» **Provided text**:

Managing chronic enteropathies in dogs


Table 1. Potential underlying causes of chronic diarrhea and commonly associated clinical signs
Dogs with intestinal disease typically present with clinical signs such as diarrhea, weight loss, or vomiting. Diarrhea that has lasted three weeks or more is usually considered chronic. The initial diagnostic approach to chronic diarrhea is based on determining the nature and severity of the diarrhea and the presence of specific or localizing clinical findings. The presence of additional clinical signs often points to the underlying cause (see Table 1). This information is integrated to determine whether diarrhea is most likely due to large bowel disease (dyschezia, tenesmus, increased frequency of defecation, small volume of feces with mucus and blood) or a consequence of small intestinal disease or exocrine pancreatic insufficiency (large volume of diarrhea, weight loss, possible vomiting). In patients with abdominal pain, dehydration, frequent vomiting, or localizing findings such as an abdominal mass, these problems are pursued ahead of an in-depth workup for chronic diarrhea. In patients with chronic diarrhea and no obvious cause, it is best to adopt a systematic approach, determined by the localization of diarrhea to the small or large bowel. Patients with signs of large or small bowel involvement are usually evaluated for diffuse GI disease. This presentation will review the diagnosis and management of dogs with chronic enteropathies that are predominantly associated with small bowel diarrhea.

Investigation of chronic small bowel diarrhea


Table 2. Initial diagnostic approach to chronic small bowel diarrhea
The initial diagnostic approach to patients with chronic small bowel diarrhea is summarized in Table 2.

» **Task statement**:
Copy out word for word the passage of the text on chronic enteropathies in dogs that starts with the words "Investigation of chronic" and ends with "in Table 2.".

(Region pointing data)
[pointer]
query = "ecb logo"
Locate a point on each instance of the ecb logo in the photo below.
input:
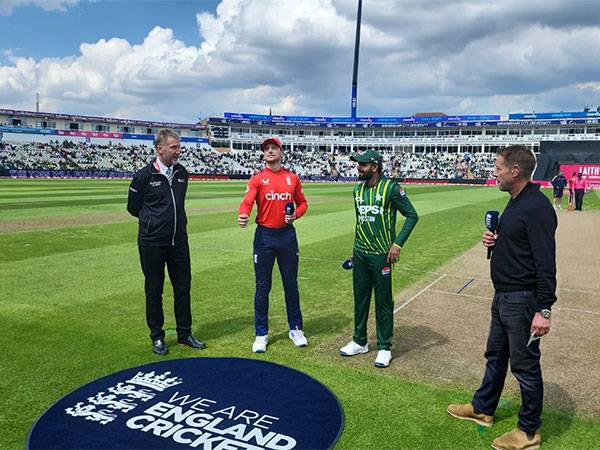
(199, 403)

» **Result**:
Investigation of chronic small bowel diarrhea


Table 2. Initial diagnostic approach to chronic small bowel diarrhea
The initial diagnostic approach to patients with chronic small bowel diarrhea is summarized in Table 2.